▶ _Task directions_:
Rewrite every entry below, substituting "response" for each occurrence of "reply" and changing nothing else.

▶ _Records shown_:
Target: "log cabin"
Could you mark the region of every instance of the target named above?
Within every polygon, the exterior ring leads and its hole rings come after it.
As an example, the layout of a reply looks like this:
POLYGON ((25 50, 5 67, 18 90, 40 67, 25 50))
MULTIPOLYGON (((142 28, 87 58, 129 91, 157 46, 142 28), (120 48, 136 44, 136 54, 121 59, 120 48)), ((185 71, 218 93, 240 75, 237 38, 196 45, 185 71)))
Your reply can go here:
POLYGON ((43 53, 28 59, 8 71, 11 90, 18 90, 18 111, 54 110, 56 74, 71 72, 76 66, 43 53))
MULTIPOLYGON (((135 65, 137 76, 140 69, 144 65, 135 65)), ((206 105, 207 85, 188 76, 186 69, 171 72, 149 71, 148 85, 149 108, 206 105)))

▶ _The output_:
Target: "log cabin"
Could you mark the region of every instance of the target named above?
Within every polygon, the exterior ring leads and its hole rings come after it.
As an example, the layout of a response looks like this:
POLYGON ((25 50, 5 67, 18 90, 40 67, 25 50))
MULTIPOLYGON (((142 28, 87 58, 129 91, 157 46, 142 28), (120 48, 136 44, 136 54, 121 59, 120 48)), ((185 71, 218 93, 240 75, 237 38, 196 45, 185 71)))
Your response can go here:
POLYGON ((43 53, 28 59, 8 71, 11 90, 18 90, 18 111, 54 110, 56 74, 71 72, 76 66, 43 53))
MULTIPOLYGON (((135 65, 137 76, 140 69, 144 65, 135 65)), ((206 105, 207 85, 188 76, 186 69, 171 72, 149 71, 148 85, 149 108, 206 105)))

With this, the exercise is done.